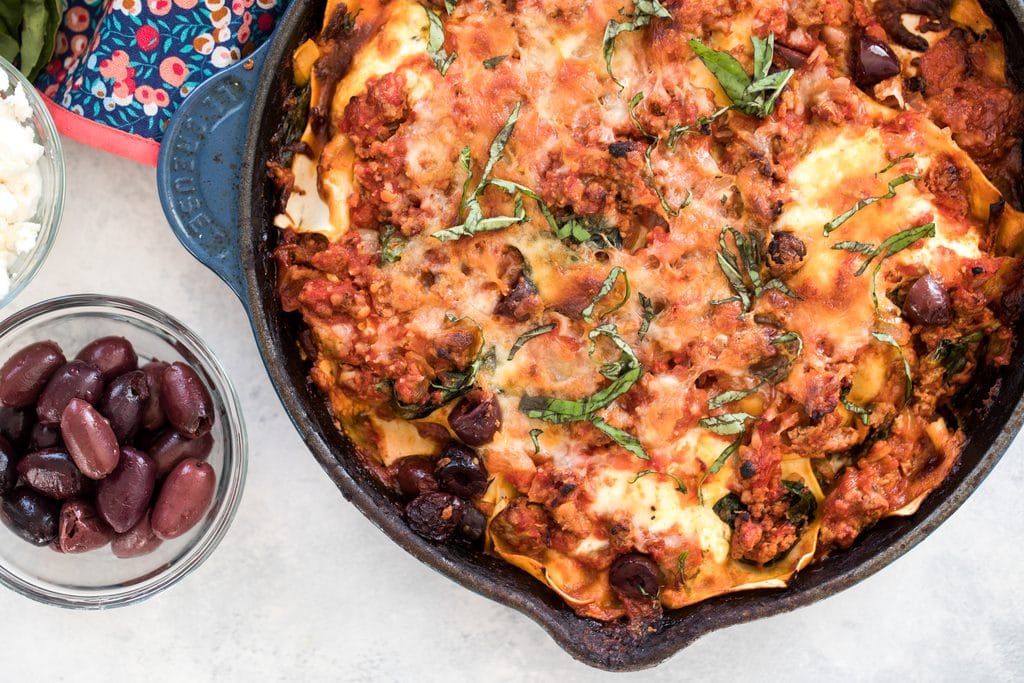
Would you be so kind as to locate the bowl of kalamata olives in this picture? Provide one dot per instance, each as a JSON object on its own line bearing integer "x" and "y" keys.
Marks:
{"x": 122, "y": 452}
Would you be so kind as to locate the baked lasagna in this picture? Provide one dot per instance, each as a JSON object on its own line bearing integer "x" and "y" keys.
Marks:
{"x": 655, "y": 300}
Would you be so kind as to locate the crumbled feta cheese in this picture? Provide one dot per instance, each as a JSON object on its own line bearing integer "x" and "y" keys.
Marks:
{"x": 20, "y": 182}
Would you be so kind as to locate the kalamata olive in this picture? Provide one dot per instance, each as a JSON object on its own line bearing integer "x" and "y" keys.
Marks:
{"x": 183, "y": 499}
{"x": 635, "y": 577}
{"x": 81, "y": 528}
{"x": 521, "y": 301}
{"x": 927, "y": 302}
{"x": 476, "y": 417}
{"x": 53, "y": 473}
{"x": 461, "y": 471}
{"x": 785, "y": 253}
{"x": 124, "y": 402}
{"x": 15, "y": 424}
{"x": 111, "y": 355}
{"x": 32, "y": 515}
{"x": 139, "y": 540}
{"x": 45, "y": 436}
{"x": 788, "y": 56}
{"x": 75, "y": 380}
{"x": 873, "y": 61}
{"x": 90, "y": 439}
{"x": 123, "y": 497}
{"x": 154, "y": 418}
{"x": 473, "y": 523}
{"x": 185, "y": 400}
{"x": 8, "y": 467}
{"x": 26, "y": 374}
{"x": 434, "y": 515}
{"x": 171, "y": 447}
{"x": 415, "y": 475}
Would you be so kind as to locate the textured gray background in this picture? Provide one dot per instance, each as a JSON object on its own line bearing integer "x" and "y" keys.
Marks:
{"x": 303, "y": 588}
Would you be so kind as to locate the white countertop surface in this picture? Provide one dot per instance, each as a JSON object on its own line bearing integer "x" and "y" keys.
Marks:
{"x": 304, "y": 588}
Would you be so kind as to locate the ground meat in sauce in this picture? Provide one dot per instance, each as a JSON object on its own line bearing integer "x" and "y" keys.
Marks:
{"x": 370, "y": 347}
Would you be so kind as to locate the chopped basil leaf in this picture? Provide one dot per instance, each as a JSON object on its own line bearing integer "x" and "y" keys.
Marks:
{"x": 755, "y": 96}
{"x": 888, "y": 339}
{"x": 561, "y": 411}
{"x": 773, "y": 373}
{"x": 449, "y": 384}
{"x": 718, "y": 464}
{"x": 435, "y": 42}
{"x": 513, "y": 187}
{"x": 729, "y": 396}
{"x": 466, "y": 161}
{"x": 653, "y": 140}
{"x": 595, "y": 231}
{"x": 469, "y": 207}
{"x": 687, "y": 201}
{"x": 648, "y": 315}
{"x": 680, "y": 486}
{"x": 748, "y": 251}
{"x": 891, "y": 166}
{"x": 392, "y": 243}
{"x": 791, "y": 337}
{"x": 498, "y": 144}
{"x": 535, "y": 435}
{"x": 890, "y": 194}
{"x": 643, "y": 12}
{"x": 952, "y": 354}
{"x": 606, "y": 287}
{"x": 803, "y": 505}
{"x": 622, "y": 437}
{"x": 855, "y": 247}
{"x": 526, "y": 336}
{"x": 861, "y": 412}
{"x": 892, "y": 245}
{"x": 728, "y": 424}
{"x": 572, "y": 228}
{"x": 701, "y": 126}
{"x": 475, "y": 222}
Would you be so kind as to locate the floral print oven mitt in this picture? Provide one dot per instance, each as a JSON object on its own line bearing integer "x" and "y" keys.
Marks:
{"x": 122, "y": 67}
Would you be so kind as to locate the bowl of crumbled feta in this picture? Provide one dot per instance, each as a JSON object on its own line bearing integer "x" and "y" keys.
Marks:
{"x": 32, "y": 181}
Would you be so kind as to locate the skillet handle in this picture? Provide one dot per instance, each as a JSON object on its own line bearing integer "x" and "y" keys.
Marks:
{"x": 200, "y": 165}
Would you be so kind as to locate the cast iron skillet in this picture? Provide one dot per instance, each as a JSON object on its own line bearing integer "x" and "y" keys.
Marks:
{"x": 220, "y": 203}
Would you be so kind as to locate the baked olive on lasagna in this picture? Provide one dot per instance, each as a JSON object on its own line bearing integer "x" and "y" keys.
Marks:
{"x": 655, "y": 300}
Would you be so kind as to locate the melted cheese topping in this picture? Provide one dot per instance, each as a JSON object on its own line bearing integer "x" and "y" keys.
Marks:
{"x": 391, "y": 330}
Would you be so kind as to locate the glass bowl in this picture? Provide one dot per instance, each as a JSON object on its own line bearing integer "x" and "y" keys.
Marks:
{"x": 97, "y": 580}
{"x": 51, "y": 169}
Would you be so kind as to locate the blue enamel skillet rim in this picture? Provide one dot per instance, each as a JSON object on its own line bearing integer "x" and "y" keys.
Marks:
{"x": 220, "y": 203}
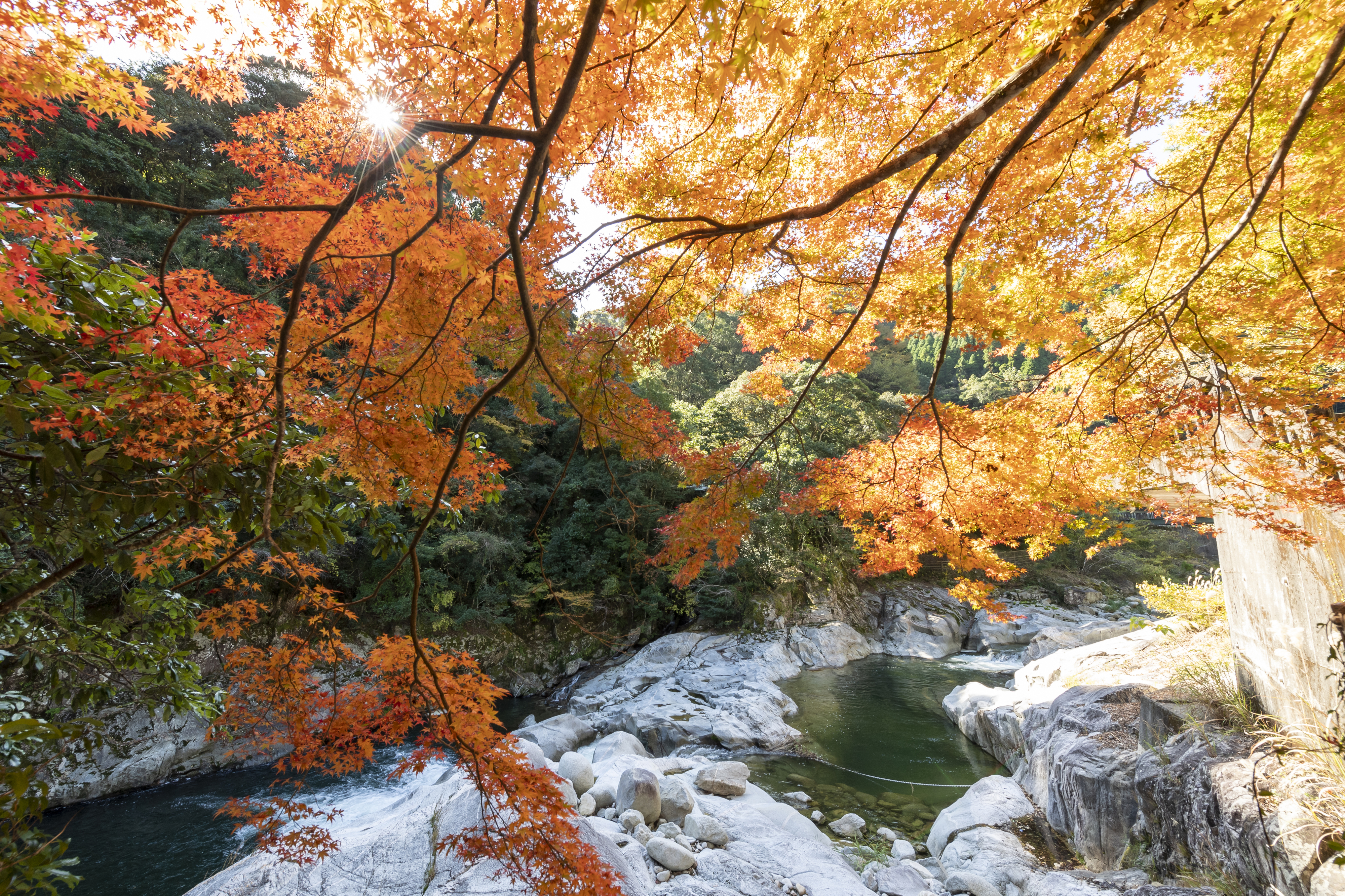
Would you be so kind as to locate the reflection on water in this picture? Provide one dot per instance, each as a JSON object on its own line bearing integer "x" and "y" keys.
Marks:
{"x": 880, "y": 716}
{"x": 880, "y": 719}
{"x": 167, "y": 840}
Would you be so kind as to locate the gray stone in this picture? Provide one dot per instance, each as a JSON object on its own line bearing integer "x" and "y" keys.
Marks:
{"x": 707, "y": 829}
{"x": 676, "y": 800}
{"x": 619, "y": 743}
{"x": 535, "y": 754}
{"x": 670, "y": 855}
{"x": 969, "y": 883}
{"x": 1066, "y": 884}
{"x": 578, "y": 770}
{"x": 558, "y": 735}
{"x": 603, "y": 796}
{"x": 918, "y": 868}
{"x": 640, "y": 790}
{"x": 1328, "y": 880}
{"x": 934, "y": 867}
{"x": 991, "y": 802}
{"x": 848, "y": 825}
{"x": 1121, "y": 879}
{"x": 1082, "y": 595}
{"x": 724, "y": 779}
{"x": 900, "y": 882}
{"x": 568, "y": 793}
{"x": 389, "y": 852}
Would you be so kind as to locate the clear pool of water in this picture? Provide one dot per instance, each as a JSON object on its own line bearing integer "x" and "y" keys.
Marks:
{"x": 879, "y": 716}
{"x": 876, "y": 719}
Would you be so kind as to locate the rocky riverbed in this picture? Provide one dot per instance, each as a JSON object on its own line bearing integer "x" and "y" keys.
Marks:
{"x": 644, "y": 757}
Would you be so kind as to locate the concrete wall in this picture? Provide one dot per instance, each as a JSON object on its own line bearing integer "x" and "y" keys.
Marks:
{"x": 1280, "y": 599}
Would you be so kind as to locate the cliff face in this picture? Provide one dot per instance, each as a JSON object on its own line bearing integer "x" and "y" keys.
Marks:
{"x": 1104, "y": 765}
{"x": 142, "y": 750}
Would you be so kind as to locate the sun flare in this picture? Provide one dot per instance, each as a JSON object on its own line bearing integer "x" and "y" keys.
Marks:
{"x": 381, "y": 114}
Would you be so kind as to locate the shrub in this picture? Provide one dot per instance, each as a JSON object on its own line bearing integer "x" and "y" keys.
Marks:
{"x": 1199, "y": 601}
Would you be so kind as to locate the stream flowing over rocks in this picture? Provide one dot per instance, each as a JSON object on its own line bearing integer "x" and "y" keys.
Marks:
{"x": 641, "y": 755}
{"x": 1120, "y": 767}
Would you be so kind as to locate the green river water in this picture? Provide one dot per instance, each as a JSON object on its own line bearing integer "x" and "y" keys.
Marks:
{"x": 879, "y": 716}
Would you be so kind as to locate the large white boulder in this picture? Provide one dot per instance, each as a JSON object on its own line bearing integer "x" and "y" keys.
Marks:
{"x": 619, "y": 743}
{"x": 991, "y": 802}
{"x": 670, "y": 855}
{"x": 640, "y": 790}
{"x": 578, "y": 770}
{"x": 724, "y": 779}
{"x": 558, "y": 735}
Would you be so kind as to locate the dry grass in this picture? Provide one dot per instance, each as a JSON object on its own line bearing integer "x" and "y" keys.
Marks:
{"x": 1311, "y": 770}
{"x": 1198, "y": 601}
{"x": 1211, "y": 680}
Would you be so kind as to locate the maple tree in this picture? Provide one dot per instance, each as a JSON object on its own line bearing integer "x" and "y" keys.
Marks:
{"x": 1139, "y": 193}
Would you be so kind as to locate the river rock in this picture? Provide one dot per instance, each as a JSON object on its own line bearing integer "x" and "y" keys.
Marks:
{"x": 724, "y": 779}
{"x": 670, "y": 855}
{"x": 1051, "y": 640}
{"x": 969, "y": 883}
{"x": 900, "y": 880}
{"x": 707, "y": 829}
{"x": 1086, "y": 786}
{"x": 999, "y": 857}
{"x": 568, "y": 793}
{"x": 689, "y": 689}
{"x": 1082, "y": 597}
{"x": 619, "y": 743}
{"x": 385, "y": 848}
{"x": 676, "y": 800}
{"x": 535, "y": 754}
{"x": 141, "y": 748}
{"x": 578, "y": 770}
{"x": 848, "y": 825}
{"x": 640, "y": 790}
{"x": 558, "y": 735}
{"x": 1328, "y": 880}
{"x": 603, "y": 794}
{"x": 989, "y": 802}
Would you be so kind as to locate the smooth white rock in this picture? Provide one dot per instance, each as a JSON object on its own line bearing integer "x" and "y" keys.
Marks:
{"x": 989, "y": 802}
{"x": 670, "y": 855}
{"x": 848, "y": 825}
{"x": 578, "y": 770}
{"x": 724, "y": 779}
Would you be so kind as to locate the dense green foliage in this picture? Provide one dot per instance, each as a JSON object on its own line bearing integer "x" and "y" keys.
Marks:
{"x": 182, "y": 170}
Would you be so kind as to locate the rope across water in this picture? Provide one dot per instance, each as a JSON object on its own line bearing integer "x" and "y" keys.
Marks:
{"x": 895, "y": 781}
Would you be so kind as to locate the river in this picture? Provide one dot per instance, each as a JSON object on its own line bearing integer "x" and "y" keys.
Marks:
{"x": 879, "y": 718}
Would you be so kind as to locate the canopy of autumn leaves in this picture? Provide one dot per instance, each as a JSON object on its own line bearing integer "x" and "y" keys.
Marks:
{"x": 1145, "y": 189}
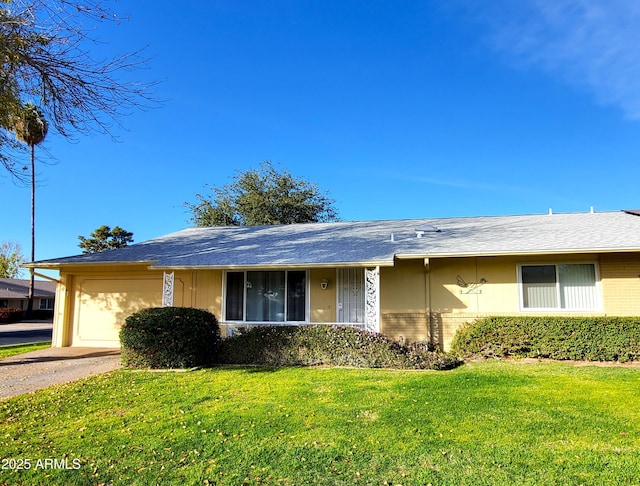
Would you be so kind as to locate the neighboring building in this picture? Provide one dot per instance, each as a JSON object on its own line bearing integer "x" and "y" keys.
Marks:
{"x": 14, "y": 294}
{"x": 414, "y": 280}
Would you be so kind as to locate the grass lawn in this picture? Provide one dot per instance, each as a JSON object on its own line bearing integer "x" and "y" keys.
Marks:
{"x": 483, "y": 423}
{"x": 7, "y": 351}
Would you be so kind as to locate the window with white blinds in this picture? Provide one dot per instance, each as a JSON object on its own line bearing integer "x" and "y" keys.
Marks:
{"x": 570, "y": 286}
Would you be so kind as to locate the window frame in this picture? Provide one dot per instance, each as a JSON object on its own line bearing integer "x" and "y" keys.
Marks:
{"x": 244, "y": 321}
{"x": 557, "y": 264}
{"x": 49, "y": 302}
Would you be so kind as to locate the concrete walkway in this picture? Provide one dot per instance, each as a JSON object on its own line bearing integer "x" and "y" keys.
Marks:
{"x": 33, "y": 371}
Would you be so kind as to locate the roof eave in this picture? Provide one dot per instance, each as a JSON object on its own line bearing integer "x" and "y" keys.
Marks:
{"x": 406, "y": 256}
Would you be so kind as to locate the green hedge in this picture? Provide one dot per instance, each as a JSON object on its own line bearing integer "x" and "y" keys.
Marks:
{"x": 562, "y": 338}
{"x": 169, "y": 337}
{"x": 327, "y": 345}
{"x": 10, "y": 315}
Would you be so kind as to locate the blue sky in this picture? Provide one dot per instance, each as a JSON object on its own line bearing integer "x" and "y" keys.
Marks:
{"x": 397, "y": 109}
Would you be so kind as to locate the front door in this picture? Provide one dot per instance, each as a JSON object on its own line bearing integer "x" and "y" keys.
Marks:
{"x": 351, "y": 295}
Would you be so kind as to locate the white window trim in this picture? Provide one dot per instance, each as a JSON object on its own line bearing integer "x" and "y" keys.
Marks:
{"x": 556, "y": 263}
{"x": 244, "y": 322}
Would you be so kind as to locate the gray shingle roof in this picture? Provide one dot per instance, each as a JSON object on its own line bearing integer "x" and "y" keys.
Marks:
{"x": 19, "y": 289}
{"x": 371, "y": 242}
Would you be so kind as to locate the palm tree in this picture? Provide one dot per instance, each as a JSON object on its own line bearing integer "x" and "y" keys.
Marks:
{"x": 31, "y": 128}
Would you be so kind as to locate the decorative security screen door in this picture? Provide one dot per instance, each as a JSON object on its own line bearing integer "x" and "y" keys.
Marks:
{"x": 358, "y": 297}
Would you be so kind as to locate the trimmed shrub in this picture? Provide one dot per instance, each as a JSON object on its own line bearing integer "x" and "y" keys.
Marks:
{"x": 169, "y": 337}
{"x": 10, "y": 315}
{"x": 327, "y": 345}
{"x": 562, "y": 338}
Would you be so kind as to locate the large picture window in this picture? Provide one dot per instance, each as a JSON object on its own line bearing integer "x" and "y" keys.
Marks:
{"x": 266, "y": 296}
{"x": 569, "y": 286}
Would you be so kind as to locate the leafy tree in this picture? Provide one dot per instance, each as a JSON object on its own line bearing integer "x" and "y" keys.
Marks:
{"x": 104, "y": 238}
{"x": 263, "y": 197}
{"x": 46, "y": 58}
{"x": 10, "y": 259}
{"x": 31, "y": 128}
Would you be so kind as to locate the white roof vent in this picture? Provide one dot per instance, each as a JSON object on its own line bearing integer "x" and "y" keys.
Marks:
{"x": 426, "y": 228}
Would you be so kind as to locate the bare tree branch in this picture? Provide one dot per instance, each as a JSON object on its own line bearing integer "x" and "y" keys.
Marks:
{"x": 45, "y": 59}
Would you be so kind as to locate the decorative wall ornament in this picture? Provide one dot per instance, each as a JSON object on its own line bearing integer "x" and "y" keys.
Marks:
{"x": 167, "y": 289}
{"x": 372, "y": 301}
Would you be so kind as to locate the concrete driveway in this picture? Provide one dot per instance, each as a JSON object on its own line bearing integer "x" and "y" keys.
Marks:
{"x": 39, "y": 369}
{"x": 26, "y": 333}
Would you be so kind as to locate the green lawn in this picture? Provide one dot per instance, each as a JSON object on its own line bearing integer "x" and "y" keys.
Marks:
{"x": 483, "y": 423}
{"x": 7, "y": 351}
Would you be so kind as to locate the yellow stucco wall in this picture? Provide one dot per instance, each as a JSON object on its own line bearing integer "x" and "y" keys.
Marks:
{"x": 419, "y": 300}
{"x": 620, "y": 280}
{"x": 404, "y": 301}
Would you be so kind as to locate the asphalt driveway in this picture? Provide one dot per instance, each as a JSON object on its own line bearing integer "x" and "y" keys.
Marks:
{"x": 33, "y": 371}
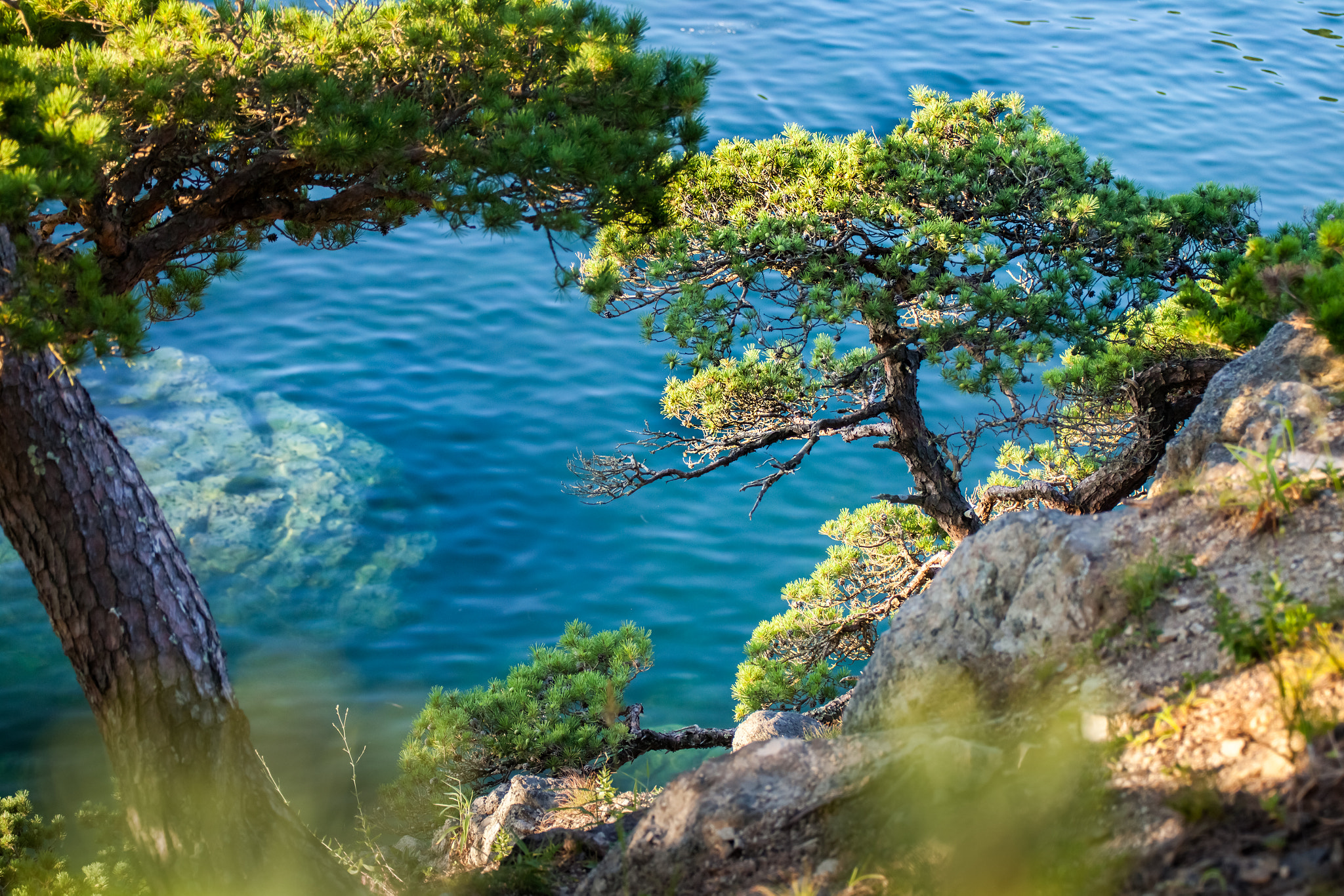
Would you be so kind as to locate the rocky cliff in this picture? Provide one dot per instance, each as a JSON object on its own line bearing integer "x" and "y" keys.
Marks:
{"x": 1188, "y": 632}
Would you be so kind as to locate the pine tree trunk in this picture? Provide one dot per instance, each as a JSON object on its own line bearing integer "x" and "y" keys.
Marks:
{"x": 142, "y": 640}
{"x": 938, "y": 491}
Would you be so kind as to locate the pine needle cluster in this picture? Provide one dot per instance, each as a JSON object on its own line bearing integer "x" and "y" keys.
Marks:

===============

From the line containing "Would you be so kind as to locate the green lawn" down to the final line of the listing above, write out only those lines exactly as they are, minus the pictures.

--- Full output ---
Would you be so kind as to locate the green lawn in this picture? Provide one dot per instance, each as a JSON object on its own line bearing integer "x" and "y" keys.
Marks:
{"x": 483, "y": 423}
{"x": 7, "y": 351}
Would you be so kind as to locate the yellow stucco wall in this picture? Provide one dot per instance, each as a JSON object on its own line bearing integer "x" and "y" keys.
Marks:
{"x": 419, "y": 300}
{"x": 620, "y": 280}
{"x": 404, "y": 301}
Would you be so kind as to locate the asphalt driveway in this picture? Provide one dot per instance, each as a JSON object on its own line bearing integer "x" and "y" keys.
Marks:
{"x": 33, "y": 371}
Would you be so kind as to locate the rocky cliff in this picture? Provide one dot per instance, each as a JSON object on its own line bearing integer "x" and "y" keys.
Marks:
{"x": 1188, "y": 632}
Would you be so kind as to locate the pine tree trunk in this picture? Provide one dot per instance, each as a JSON object on its own line bearing integer "x" and "y" keys.
Marks:
{"x": 142, "y": 640}
{"x": 938, "y": 491}
Would you be so kind as to locate the pine needle cluster in this picture? Provide one dot per instance, each as a JSON object on its own line bearing integer "x" and "y" keys.
Marks:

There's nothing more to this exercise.